[What to work on]
Replace "bounding box" with "rectangle" in everything from the line containing "Q: What region of the above picture does the sky" down to the end of the records, and reproduce those lines with nothing else changed.

[Dataset rows]
------
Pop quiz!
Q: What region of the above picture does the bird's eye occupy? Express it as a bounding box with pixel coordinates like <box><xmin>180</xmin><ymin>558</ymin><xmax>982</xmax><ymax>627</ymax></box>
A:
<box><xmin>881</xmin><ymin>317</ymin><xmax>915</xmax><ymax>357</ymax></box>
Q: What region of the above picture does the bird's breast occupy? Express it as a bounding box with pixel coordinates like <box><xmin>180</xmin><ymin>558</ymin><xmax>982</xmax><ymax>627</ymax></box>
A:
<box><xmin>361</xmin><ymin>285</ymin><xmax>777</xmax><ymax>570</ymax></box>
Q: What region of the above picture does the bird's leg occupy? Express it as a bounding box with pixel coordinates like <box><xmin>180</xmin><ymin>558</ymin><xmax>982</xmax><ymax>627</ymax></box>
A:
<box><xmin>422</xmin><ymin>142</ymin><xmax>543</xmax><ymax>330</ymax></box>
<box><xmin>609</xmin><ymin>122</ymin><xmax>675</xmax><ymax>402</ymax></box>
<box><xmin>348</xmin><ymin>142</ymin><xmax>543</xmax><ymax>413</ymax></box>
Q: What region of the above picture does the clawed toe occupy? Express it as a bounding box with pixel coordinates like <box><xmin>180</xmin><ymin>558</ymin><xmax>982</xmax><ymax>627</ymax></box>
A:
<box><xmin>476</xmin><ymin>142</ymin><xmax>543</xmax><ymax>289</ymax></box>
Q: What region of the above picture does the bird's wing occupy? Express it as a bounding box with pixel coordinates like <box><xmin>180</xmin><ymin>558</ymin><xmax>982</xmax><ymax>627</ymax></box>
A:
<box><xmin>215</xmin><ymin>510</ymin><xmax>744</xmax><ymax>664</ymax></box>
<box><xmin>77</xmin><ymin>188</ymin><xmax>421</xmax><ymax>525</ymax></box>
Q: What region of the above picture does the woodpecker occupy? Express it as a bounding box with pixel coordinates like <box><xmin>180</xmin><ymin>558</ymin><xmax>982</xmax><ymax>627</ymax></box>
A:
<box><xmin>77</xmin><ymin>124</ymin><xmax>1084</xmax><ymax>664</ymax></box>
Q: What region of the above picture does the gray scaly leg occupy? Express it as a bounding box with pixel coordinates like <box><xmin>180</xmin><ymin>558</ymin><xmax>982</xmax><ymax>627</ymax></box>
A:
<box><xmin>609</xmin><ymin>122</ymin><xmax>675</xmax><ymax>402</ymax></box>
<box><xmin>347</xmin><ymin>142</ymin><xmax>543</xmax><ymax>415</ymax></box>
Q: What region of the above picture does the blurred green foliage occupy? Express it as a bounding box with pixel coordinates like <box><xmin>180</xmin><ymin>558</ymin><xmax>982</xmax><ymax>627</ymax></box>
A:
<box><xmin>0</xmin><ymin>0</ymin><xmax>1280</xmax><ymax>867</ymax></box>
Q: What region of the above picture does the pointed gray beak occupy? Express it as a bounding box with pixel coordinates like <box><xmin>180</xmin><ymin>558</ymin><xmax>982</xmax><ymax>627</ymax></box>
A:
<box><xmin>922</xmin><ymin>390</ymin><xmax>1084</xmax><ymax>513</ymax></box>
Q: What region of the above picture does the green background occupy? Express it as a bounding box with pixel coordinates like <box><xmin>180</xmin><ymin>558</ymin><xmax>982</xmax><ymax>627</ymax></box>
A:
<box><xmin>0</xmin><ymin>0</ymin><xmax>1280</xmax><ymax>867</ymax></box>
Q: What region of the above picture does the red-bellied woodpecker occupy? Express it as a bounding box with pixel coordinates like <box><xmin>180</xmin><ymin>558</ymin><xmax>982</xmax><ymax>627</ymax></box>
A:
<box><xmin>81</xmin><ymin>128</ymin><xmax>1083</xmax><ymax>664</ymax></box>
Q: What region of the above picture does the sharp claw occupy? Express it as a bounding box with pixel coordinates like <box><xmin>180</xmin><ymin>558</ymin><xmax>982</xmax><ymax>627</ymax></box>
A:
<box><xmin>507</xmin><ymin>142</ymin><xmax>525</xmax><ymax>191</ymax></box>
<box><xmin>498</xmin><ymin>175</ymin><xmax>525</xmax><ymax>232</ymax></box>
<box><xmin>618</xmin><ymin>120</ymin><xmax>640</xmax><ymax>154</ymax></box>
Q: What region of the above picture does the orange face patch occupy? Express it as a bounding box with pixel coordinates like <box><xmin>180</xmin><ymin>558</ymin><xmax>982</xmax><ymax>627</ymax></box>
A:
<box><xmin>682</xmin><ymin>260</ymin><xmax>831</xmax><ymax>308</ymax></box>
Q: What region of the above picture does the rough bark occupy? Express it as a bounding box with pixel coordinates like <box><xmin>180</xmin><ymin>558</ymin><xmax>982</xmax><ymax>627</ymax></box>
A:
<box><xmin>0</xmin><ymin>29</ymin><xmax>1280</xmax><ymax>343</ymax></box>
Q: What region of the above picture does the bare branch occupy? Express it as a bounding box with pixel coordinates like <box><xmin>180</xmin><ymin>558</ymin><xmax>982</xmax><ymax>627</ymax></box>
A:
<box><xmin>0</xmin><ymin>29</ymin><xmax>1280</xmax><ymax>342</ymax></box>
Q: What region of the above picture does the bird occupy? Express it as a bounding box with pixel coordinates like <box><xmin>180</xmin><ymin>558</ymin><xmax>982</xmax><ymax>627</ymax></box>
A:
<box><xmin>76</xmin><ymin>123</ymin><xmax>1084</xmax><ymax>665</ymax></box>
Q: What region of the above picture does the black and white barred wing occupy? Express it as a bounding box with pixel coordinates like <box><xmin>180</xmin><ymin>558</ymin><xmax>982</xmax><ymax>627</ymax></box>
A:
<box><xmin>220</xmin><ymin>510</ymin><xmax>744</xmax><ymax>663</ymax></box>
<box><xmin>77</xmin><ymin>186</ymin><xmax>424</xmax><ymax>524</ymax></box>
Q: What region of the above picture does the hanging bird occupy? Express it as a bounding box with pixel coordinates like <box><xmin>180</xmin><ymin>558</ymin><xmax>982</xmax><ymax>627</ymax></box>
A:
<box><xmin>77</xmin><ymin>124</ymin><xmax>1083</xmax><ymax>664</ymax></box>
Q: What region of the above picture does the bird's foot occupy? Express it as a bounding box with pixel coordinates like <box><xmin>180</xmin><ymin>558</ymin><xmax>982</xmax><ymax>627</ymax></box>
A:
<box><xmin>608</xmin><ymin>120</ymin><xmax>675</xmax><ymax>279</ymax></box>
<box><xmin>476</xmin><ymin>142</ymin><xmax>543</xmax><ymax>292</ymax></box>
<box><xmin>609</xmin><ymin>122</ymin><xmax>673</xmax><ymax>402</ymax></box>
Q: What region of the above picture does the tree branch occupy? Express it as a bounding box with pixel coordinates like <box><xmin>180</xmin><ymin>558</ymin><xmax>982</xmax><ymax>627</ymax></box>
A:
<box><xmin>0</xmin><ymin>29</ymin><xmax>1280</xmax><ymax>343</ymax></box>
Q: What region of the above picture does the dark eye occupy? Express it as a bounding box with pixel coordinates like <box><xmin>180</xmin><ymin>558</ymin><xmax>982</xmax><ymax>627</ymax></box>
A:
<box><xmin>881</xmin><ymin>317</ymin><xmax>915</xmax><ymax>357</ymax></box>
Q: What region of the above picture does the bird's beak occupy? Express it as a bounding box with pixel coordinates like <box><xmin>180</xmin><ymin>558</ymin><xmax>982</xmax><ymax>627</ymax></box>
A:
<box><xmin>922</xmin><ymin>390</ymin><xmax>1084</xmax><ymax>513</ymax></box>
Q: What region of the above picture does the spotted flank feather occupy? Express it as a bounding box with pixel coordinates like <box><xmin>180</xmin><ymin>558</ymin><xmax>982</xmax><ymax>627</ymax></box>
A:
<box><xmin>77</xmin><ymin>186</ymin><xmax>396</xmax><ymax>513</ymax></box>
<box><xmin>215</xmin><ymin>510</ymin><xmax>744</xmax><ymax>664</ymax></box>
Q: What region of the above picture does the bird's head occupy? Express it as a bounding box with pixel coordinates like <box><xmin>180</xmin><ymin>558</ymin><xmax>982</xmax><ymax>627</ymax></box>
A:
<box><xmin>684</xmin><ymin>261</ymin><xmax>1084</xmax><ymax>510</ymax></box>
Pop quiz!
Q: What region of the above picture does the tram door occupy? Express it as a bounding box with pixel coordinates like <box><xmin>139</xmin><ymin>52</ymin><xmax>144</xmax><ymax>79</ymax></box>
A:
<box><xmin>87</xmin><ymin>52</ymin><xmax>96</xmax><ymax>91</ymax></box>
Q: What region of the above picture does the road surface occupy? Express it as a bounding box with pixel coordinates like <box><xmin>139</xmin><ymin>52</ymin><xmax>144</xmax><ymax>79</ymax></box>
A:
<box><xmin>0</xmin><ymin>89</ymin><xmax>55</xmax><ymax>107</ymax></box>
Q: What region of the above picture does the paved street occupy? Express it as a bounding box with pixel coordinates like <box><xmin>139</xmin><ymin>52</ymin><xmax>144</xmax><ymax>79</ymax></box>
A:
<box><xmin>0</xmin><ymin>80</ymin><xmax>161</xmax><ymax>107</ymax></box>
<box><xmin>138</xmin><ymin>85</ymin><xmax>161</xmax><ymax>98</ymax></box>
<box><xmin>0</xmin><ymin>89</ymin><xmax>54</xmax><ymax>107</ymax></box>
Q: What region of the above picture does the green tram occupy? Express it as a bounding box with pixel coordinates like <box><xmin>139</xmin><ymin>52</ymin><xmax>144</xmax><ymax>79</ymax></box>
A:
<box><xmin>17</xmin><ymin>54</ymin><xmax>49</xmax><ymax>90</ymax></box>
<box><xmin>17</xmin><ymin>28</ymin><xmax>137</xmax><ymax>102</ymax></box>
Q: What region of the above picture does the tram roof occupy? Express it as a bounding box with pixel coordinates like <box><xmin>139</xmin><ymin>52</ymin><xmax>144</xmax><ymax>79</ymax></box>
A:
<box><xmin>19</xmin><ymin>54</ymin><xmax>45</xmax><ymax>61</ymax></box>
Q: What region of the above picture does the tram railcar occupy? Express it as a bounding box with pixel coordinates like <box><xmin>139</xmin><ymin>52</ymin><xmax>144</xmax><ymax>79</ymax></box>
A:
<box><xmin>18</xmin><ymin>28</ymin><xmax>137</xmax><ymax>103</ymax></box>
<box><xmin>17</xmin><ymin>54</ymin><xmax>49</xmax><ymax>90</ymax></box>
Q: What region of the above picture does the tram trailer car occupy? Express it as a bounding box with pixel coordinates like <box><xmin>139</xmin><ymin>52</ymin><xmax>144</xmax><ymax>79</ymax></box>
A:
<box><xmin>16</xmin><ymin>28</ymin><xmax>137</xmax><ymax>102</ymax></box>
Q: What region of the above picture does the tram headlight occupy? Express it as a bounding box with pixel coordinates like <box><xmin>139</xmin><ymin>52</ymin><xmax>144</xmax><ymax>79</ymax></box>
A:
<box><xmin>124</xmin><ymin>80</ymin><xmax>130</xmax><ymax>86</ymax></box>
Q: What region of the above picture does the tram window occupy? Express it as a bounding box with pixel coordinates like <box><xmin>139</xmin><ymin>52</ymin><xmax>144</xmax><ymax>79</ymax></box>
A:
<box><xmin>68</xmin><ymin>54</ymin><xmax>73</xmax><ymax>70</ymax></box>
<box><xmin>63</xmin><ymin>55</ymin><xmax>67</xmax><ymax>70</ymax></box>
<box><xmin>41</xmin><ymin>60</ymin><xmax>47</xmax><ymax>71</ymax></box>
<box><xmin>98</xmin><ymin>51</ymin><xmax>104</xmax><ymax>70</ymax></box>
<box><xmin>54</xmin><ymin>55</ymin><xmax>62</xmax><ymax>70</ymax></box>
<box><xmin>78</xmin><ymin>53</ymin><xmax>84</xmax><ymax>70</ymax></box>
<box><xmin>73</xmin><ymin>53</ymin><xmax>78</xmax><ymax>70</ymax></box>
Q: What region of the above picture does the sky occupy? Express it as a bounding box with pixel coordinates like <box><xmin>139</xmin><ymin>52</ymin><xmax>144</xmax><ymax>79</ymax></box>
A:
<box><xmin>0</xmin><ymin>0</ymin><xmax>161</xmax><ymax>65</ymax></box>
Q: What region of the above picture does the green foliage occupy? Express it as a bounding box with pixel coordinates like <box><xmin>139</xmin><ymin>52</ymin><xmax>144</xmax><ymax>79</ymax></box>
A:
------
[Worked answer]
Q: What region of the above picture does the sky occupy? Express it as a rectangle with pixel coordinates like <box><xmin>139</xmin><ymin>52</ymin><xmax>144</xmax><ymax>79</ymax></box>
A:
<box><xmin>0</xmin><ymin>0</ymin><xmax>161</xmax><ymax>65</ymax></box>
Q: What region of the above picture does the green foliage occupy? Express it as a rectangle with pixel coordinates like <box><xmin>139</xmin><ymin>52</ymin><xmax>144</xmax><ymax>79</ymax></box>
A:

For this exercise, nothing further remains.